Exercise: Update the listing lines from the one containing "Mark the region of every instance of the dark" through the one containing "M61 125L60 123L56", inclusive, replacing "dark rock in water" with "submerged boulder" and keeping everything else the same. Return only those lines.

Rows:
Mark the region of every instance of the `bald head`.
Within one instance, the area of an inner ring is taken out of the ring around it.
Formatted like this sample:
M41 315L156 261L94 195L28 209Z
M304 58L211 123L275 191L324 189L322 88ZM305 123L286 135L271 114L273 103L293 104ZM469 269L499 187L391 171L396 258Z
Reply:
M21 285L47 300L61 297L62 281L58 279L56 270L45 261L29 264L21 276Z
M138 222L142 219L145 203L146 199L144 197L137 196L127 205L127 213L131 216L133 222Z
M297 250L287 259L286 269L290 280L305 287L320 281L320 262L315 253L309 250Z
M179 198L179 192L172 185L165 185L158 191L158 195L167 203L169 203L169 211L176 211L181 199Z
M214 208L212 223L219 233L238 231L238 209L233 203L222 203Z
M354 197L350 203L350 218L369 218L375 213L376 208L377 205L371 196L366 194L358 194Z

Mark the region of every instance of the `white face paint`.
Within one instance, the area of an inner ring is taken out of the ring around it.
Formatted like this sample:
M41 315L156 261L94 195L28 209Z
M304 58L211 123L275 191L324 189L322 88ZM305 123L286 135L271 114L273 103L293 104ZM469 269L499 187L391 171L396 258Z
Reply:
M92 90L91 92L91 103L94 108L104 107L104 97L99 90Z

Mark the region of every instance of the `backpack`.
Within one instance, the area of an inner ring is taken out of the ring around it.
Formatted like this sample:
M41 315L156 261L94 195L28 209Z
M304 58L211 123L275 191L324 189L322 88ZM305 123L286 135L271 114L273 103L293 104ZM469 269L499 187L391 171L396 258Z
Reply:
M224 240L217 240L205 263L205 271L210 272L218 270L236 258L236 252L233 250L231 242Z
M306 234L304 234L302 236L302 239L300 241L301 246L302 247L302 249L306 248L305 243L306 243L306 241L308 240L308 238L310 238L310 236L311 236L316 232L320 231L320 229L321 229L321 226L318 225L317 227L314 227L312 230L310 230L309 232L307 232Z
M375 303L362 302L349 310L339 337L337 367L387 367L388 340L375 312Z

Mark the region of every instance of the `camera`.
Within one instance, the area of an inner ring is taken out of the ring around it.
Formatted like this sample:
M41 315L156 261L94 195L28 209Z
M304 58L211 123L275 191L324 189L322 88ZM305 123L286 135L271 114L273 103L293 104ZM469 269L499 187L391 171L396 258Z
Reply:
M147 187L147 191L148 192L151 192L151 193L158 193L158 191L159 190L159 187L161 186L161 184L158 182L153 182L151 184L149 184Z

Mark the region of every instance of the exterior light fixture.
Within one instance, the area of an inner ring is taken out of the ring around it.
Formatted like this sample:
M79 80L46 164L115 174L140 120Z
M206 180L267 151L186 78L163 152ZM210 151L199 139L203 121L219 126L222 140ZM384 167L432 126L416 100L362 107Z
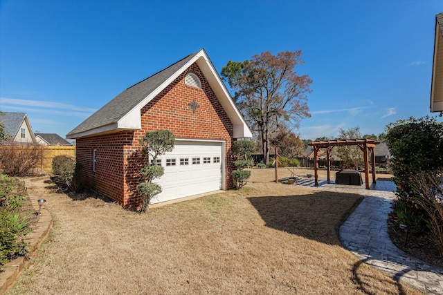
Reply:
M37 202L39 203L38 216L39 216L39 217L40 217L40 211L42 211L42 206L43 206L43 204L44 204L46 202L46 200L45 199L39 199L39 200Z
M405 237L404 237L404 244L403 245L403 247L404 248L406 247L406 241L408 240L408 226L406 225L400 225L400 228L403 229L406 229L406 233L405 234Z

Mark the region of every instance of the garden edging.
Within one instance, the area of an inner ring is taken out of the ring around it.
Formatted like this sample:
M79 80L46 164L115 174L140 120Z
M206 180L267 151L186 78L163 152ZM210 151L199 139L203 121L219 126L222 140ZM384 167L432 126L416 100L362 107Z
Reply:
M44 178L48 178L46 175ZM32 178L25 179L25 187L28 191L28 197L31 201L35 212L39 211L38 196L33 193ZM0 294L3 294L14 286L15 280L21 274L25 268L32 264L31 258L35 256L43 241L46 238L53 225L53 220L49 211L45 206L42 207L37 225L33 231L25 236L25 240L29 244L28 253L26 257L19 257L5 264L0 272Z

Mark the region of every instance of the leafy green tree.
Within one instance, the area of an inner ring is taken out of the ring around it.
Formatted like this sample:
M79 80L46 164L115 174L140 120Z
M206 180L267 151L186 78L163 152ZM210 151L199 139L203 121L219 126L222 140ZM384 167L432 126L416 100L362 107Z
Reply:
M273 146L278 148L279 155L289 158L297 157L305 149L300 137L285 125L280 126L271 143Z
M255 55L244 61L229 61L222 77L234 91L234 99L255 136L262 142L265 162L269 160L273 131L283 122L298 126L310 117L307 94L312 81L299 75L303 64L301 50Z
M143 198L141 211L146 212L149 209L152 198L162 191L161 186L152 181L161 178L165 173L165 171L163 167L154 163L157 157L174 149L175 137L169 130L156 130L147 132L139 140L139 142L142 146L142 153L151 155L153 163L148 163L141 169L145 181L137 186L137 193Z
M251 171L244 170L244 169L252 166L253 160L251 155L255 149L255 144L251 140L236 140L233 143L233 153L237 159L234 162L237 170L233 171L233 179L238 189L246 185L251 177Z
M386 126L386 142L394 158L396 212L408 225L424 228L426 211L417 206L413 182L418 173L443 173L443 123L428 116L398 120Z
M377 135L376 135L375 134L372 133L372 134L365 134L364 135L363 135L363 138L368 138L369 140L379 140L379 137Z
M382 142L388 137L388 135L384 132L382 132L381 133L379 134L378 137L379 137L378 140Z
M302 142L303 143L303 149L305 150L309 144L311 144L312 140L302 140Z
M327 141L327 140L330 140L330 138L327 137L327 136L322 136L320 137L316 138L316 140L314 141L316 141L316 142L325 142L325 141Z

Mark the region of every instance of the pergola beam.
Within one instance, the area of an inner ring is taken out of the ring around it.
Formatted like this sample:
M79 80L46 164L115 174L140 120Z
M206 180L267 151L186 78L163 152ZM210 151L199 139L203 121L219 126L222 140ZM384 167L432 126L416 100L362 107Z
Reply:
M326 167L327 169L327 183L331 181L330 178L330 151L334 146L357 146L363 153L363 158L365 162L365 182L366 189L369 189L369 156L368 155L368 150L371 153L371 164L372 169L372 183L376 183L375 180L375 154L374 148L380 142L374 140L364 138L358 140L327 140L312 142L310 144L314 149L314 169L315 177L315 185L318 185L318 151L320 149L326 149Z

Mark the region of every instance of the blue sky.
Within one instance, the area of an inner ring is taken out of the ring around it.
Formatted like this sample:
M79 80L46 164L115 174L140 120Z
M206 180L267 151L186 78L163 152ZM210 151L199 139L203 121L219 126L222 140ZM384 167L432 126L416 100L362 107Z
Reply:
M0 0L0 110L26 112L35 131L64 137L201 48L219 73L228 60L301 50L311 117L295 131L378 134L430 114L442 12L441 0Z

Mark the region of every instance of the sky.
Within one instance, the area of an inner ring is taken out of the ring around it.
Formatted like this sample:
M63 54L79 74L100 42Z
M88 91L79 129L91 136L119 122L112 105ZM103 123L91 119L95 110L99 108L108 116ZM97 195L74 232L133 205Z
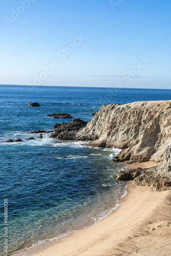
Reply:
M0 4L0 84L171 89L170 0Z

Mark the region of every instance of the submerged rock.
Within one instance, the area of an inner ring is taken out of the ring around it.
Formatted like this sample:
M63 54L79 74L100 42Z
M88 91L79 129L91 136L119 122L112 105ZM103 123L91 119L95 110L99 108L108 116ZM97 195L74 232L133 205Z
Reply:
M7 140L6 142L13 142L14 141L13 140Z
M30 133L28 133L28 134L36 134L36 133L46 133L46 131L44 131L44 130L38 130L38 131L32 131L31 132L30 132Z
M56 130L50 137L62 140L74 139L75 132L79 131L86 126L87 124L87 122L79 118L75 118L72 122L62 123L61 124L56 123L54 126Z
M28 106L40 106L40 104L37 102L33 102L28 104Z
M53 118L73 118L71 115L67 113L55 113L54 114L49 114L49 115L47 115L47 116L51 116L53 117Z
M22 141L22 139L17 139L15 140L15 142L21 142Z
M34 140L34 138L33 137L31 137L31 138L28 138L28 139L26 139L27 140Z

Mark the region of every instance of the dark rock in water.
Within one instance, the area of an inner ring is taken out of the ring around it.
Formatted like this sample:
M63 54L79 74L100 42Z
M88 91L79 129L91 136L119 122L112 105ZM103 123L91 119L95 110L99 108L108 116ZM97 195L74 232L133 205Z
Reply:
M118 157L115 157L113 159L112 159L113 161L114 161L115 162L119 162L120 160L119 159Z
M17 139L15 140L15 142L21 142L22 141L22 139Z
M40 106L40 105L37 102L33 102L28 104L28 106Z
M52 116L54 118L73 118L69 114L67 113L55 113L54 114L49 114L47 115L47 116Z
M79 118L75 118L72 122L62 123L61 124L56 123L54 126L56 130L50 137L62 140L74 139L75 132L86 126L87 124L87 122Z
M13 142L14 141L13 140L7 140L6 142Z
M44 130L38 130L38 131L32 131L30 133L28 133L28 134L30 134L32 133L46 133L46 131L44 131Z
M133 180L141 174L141 168L122 170L116 175L116 179L123 181Z
M61 125L60 123L56 123L56 124L54 125L53 128L54 129L57 128L58 127L59 127L59 125Z

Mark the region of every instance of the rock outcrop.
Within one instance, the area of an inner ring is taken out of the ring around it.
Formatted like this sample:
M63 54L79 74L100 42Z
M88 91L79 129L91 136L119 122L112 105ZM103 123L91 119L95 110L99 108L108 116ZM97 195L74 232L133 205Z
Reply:
M33 137L31 137L30 138L28 138L28 139L26 139L27 140L34 140L34 138Z
M73 137L92 146L122 150L117 161L162 161L171 141L171 101L103 104Z
M28 134L31 134L32 133L33 134L37 134L37 133L46 133L46 131L44 131L42 130L38 130L38 131L32 131L31 132L30 132L30 133L28 133Z
M22 141L22 139L18 138L15 140L15 142L21 142Z
M87 122L79 118L75 118L72 122L62 123L61 124L57 123L54 126L54 128L56 128L55 132L50 137L62 140L75 139L76 132L85 127L87 124Z
M65 119L71 119L73 118L73 117L69 114L67 113L55 113L54 114L49 114L47 115L47 116L51 116L53 117L53 118L65 118Z
M120 172L117 180L133 180L134 185L150 186L152 190L163 191L170 189L171 181L168 177L158 174L156 167L150 168L138 168Z
M37 102L33 102L29 104L28 106L40 106L40 104Z
M171 145L165 148L164 160L157 170L158 174L171 178Z

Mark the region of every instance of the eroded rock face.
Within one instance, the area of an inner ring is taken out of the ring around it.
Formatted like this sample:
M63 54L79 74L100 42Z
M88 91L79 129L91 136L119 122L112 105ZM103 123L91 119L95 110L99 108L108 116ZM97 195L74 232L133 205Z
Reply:
M171 141L171 101L103 104L75 137L92 141L92 146L122 149L117 161L162 161Z
M73 140L75 138L76 132L84 127L87 122L79 118L75 118L72 122L57 123L54 126L56 130L51 135L50 138L55 138L62 140Z
M22 141L22 139L18 138L15 140L15 142L21 142Z
M121 171L116 176L117 180L133 180L133 185L149 186L154 190L163 191L170 189L168 177L158 174L157 167L128 169Z
M33 102L28 104L28 106L40 106L40 105L37 102Z
M34 134L36 134L36 133L46 133L46 131L44 131L42 130L38 130L38 131L32 131L31 132L30 132L30 133L28 133L28 134L31 134L32 133Z
M47 115L47 116L53 117L53 118L65 118L65 119L71 119L73 117L69 114L64 114L60 113L55 113L54 114L49 114Z

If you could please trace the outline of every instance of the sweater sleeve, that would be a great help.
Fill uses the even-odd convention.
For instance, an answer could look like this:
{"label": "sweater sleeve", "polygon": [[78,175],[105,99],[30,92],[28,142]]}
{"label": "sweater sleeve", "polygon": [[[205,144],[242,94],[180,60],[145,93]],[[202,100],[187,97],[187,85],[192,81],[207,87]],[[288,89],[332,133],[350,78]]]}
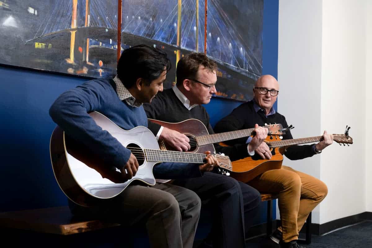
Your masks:
{"label": "sweater sleeve", "polygon": [[[215,133],[213,129],[209,123],[209,117],[206,111],[205,110],[206,119],[208,124],[207,129],[209,134],[213,134]],[[223,153],[225,156],[228,156],[231,161],[235,161],[238,159],[244,158],[249,156],[248,151],[247,149],[246,144],[235,144],[231,146],[222,146],[220,145],[218,143],[213,144],[216,152],[218,153]]]}
{"label": "sweater sleeve", "polygon": [[[288,126],[285,117],[283,116],[281,123],[285,127]],[[291,130],[286,131],[286,134],[283,136],[283,139],[291,139],[293,138]],[[312,157],[315,154],[312,148],[312,145],[296,145],[291,146],[286,149],[284,155],[291,160],[297,160]]]}
{"label": "sweater sleeve", "polygon": [[[223,133],[243,129],[245,123],[244,118],[247,116],[246,106],[244,104],[240,105],[232,110],[230,115],[221,119],[214,127],[215,132]],[[235,144],[245,144],[247,138],[248,137],[244,137],[226,141],[225,143],[230,145]],[[247,151],[247,153],[248,154]]]}
{"label": "sweater sleeve", "polygon": [[92,152],[100,154],[110,166],[120,168],[126,163],[131,151],[107,131],[96,124],[88,113],[101,108],[111,86],[91,81],[62,94],[49,110],[53,120],[66,133],[82,142]]}
{"label": "sweater sleeve", "polygon": [[[159,94],[158,93],[156,95],[151,103],[144,103],[143,107],[145,109],[145,112],[146,112],[146,115],[147,116],[148,118],[157,120],[158,119],[158,116],[164,113],[165,106],[164,102],[160,99]],[[160,125],[154,123],[149,120],[147,121],[147,126],[148,128],[155,136],[157,135],[158,132],[161,126]]]}

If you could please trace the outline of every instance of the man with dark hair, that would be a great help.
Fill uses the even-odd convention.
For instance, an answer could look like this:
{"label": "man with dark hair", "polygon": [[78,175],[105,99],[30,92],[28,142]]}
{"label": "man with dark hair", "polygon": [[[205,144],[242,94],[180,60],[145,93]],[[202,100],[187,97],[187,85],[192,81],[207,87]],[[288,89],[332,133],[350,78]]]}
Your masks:
{"label": "man with dark hair", "polygon": [[[158,94],[151,104],[144,105],[148,118],[169,122],[191,118],[201,120],[210,134],[214,133],[209,116],[201,105],[209,103],[216,92],[217,65],[202,53],[187,55],[177,64],[177,84]],[[183,134],[152,122],[149,129],[160,139],[179,151],[190,149],[188,138]],[[235,160],[248,156],[267,135],[267,130],[256,126],[256,135],[248,146],[222,147],[215,144],[218,152]],[[253,153],[251,153],[252,154]],[[245,247],[245,230],[251,226],[261,202],[259,192],[228,177],[206,172],[202,178],[179,179],[173,185],[195,191],[203,206],[213,216],[212,230],[201,247]]]}
{"label": "man with dark hair", "polygon": [[[273,108],[279,92],[279,85],[275,77],[264,75],[260,77],[253,88],[253,100],[243,103],[216,125],[217,132],[251,128],[256,123],[280,123],[287,126],[284,116]],[[284,139],[292,139],[289,130]],[[250,138],[235,139],[229,144],[246,144]],[[291,160],[302,159],[320,153],[332,144],[331,134],[324,131],[323,139],[316,144],[294,145],[284,153]],[[227,142],[228,143],[228,142]],[[271,152],[267,145],[262,143],[254,151],[263,159],[270,159]],[[260,192],[277,194],[282,226],[273,234],[271,239],[283,248],[299,248],[298,232],[308,216],[327,196],[327,186],[321,181],[287,166],[264,172],[248,183]]]}
{"label": "man with dark hair", "polygon": [[[53,104],[49,114],[66,133],[81,141],[92,152],[104,158],[107,164],[120,170],[124,178],[130,179],[138,168],[136,157],[88,113],[99,112],[125,130],[147,126],[142,103],[151,102],[163,90],[170,68],[163,52],[144,45],[134,46],[123,52],[113,79],[91,80],[65,92]],[[196,165],[161,163],[154,168],[154,175],[171,178],[200,177],[201,171],[218,164],[211,155],[206,161]],[[70,205],[78,214],[90,213],[128,225],[145,223],[153,247],[192,247],[201,206],[200,199],[192,191],[171,184],[149,187],[132,183],[109,202],[92,207]]]}

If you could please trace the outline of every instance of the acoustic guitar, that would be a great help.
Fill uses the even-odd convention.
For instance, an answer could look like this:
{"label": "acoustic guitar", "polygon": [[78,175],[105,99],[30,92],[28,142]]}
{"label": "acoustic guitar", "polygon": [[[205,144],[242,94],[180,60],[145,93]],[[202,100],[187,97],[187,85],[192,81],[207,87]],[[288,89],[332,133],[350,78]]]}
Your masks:
{"label": "acoustic guitar", "polygon": [[[153,119],[148,119],[154,123],[177,131],[186,135],[190,140],[190,152],[204,152],[207,151],[215,152],[213,144],[222,141],[248,137],[253,135],[254,128],[249,128],[219,133],[209,134],[205,125],[196,119],[189,119],[179,122],[171,123]],[[285,134],[286,128],[280,124],[266,125],[264,128],[269,129],[267,135],[282,135]],[[159,140],[159,146],[162,150],[173,150],[163,140]]]}
{"label": "acoustic guitar", "polygon": [[[53,171],[62,191],[71,200],[86,206],[96,206],[122,192],[132,182],[154,185],[153,168],[160,162],[202,164],[207,155],[159,149],[157,141],[146,128],[124,130],[104,115],[93,112],[90,115],[97,124],[129,149],[140,165],[135,175],[123,179],[120,170],[106,164],[89,147],[66,135],[59,126],[52,134],[50,156]],[[228,157],[214,155],[220,163],[231,167]]]}
{"label": "acoustic guitar", "polygon": [[[333,140],[340,144],[353,144],[353,139],[349,136],[349,129],[345,134],[334,134]],[[283,155],[288,147],[295,145],[305,144],[320,141],[322,136],[311,137],[301,139],[285,139],[277,141],[272,141],[269,137],[264,142],[270,148],[272,157],[270,160],[256,158],[255,156],[247,157],[234,161],[232,167],[224,167],[224,171],[222,174],[228,172],[232,177],[238,181],[247,183],[256,177],[270,170],[280,169],[283,162]],[[223,144],[221,145],[224,145]]]}

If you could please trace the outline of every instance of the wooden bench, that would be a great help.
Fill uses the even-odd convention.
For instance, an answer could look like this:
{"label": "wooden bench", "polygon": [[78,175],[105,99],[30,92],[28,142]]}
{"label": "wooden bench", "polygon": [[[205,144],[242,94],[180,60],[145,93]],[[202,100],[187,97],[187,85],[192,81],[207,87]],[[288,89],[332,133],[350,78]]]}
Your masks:
{"label": "wooden bench", "polygon": [[63,235],[119,225],[76,218],[67,206],[0,213],[0,227]]}
{"label": "wooden bench", "polygon": [[[261,193],[261,199],[262,202],[267,202],[267,222],[266,226],[266,235],[268,238],[270,238],[273,232],[272,216],[273,216],[273,203],[272,200],[278,199],[277,194],[273,194]],[[311,242],[311,213],[310,212],[306,219],[306,222],[305,224],[306,228],[306,236],[305,239],[298,239],[299,242],[303,242],[309,244]]]}
{"label": "wooden bench", "polygon": [[[277,199],[277,195],[261,194],[262,201],[267,202],[267,237],[270,236],[273,231],[272,200]],[[304,240],[308,244],[311,242],[311,223],[310,213],[305,224],[306,239]],[[118,223],[106,222],[102,220],[77,218],[71,214],[67,206],[0,213],[0,228],[28,230],[59,235],[69,235],[119,226],[120,224]]]}

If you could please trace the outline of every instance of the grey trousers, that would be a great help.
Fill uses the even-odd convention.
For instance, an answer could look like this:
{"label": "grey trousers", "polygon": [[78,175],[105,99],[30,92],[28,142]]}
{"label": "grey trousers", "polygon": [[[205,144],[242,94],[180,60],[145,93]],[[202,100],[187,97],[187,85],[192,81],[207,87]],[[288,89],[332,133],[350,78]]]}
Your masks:
{"label": "grey trousers", "polygon": [[192,248],[200,214],[200,199],[189,190],[169,184],[129,186],[109,204],[80,206],[110,220],[130,226],[146,225],[153,248]]}

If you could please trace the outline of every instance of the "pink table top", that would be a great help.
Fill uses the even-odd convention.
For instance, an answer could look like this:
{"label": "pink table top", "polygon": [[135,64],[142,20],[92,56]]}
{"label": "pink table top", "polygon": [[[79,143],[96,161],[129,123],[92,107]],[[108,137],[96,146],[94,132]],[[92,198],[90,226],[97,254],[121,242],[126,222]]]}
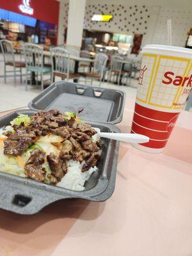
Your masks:
{"label": "pink table top", "polygon": [[[134,104],[127,98],[122,132]],[[191,255],[191,163],[192,113],[182,111],[163,153],[121,144],[106,202],[66,200],[29,216],[0,210],[0,255]]]}

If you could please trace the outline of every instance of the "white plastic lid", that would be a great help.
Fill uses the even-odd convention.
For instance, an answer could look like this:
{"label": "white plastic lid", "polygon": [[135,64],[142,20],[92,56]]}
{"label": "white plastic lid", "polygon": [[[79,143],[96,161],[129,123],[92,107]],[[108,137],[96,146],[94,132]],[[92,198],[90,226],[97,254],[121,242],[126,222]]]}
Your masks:
{"label": "white plastic lid", "polygon": [[152,53],[192,60],[192,49],[178,46],[147,44],[142,49],[142,53]]}

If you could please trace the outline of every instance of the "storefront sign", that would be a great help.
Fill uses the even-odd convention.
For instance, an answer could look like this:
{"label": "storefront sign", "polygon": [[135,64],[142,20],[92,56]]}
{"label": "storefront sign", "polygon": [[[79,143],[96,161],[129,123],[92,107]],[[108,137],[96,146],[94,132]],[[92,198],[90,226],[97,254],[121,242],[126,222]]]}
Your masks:
{"label": "storefront sign", "polygon": [[109,22],[113,19],[113,15],[104,14],[94,14],[92,18],[93,21]]}
{"label": "storefront sign", "polygon": [[32,15],[33,14],[33,9],[29,6],[30,0],[22,0],[22,4],[19,6],[19,9],[24,13]]}
{"label": "storefront sign", "polygon": [[0,0],[0,8],[57,25],[60,2],[56,0]]}

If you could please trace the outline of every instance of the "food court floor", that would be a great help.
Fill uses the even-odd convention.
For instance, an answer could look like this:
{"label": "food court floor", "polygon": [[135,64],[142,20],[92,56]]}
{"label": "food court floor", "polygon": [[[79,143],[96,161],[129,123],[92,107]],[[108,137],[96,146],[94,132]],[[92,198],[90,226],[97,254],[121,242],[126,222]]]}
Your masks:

Correct result:
Mark the region of every instance of the submerged boulder.
Within one instance, the area of an inner ring is taken out of the ring around it.
Formatted like this sample:
M63 54L79 74L100 42Z
M88 91L79 129L91 136L119 122L112 105ZM103 123L91 119L95 110L99 108L108 116ZM97 195L74 232L133 205Z
Reply:
M118 157L115 157L113 159L112 159L113 161L114 161L115 162L119 162L120 160L119 159Z
M17 139L15 140L15 142L21 142L22 141L22 139Z
M40 106L40 105L37 102L33 102L28 104L28 106Z
M52 116L54 118L73 118L69 114L67 113L55 113L54 114L49 114L47 115L47 116Z
M79 118L75 118L72 122L62 123L61 124L56 123L54 126L56 130L50 137L62 140L74 139L75 132L86 126L87 124L87 122Z
M13 142L14 141L13 140L7 140L6 142Z
M44 130L38 130L38 131L32 131L30 133L28 133L28 134L30 134L32 133L46 133L46 131L44 131Z
M133 180L141 174L141 168L122 170L116 175L116 179L123 181Z
M61 125L60 123L56 123L56 124L54 125L53 128L54 129L57 128L58 127L59 127L59 125Z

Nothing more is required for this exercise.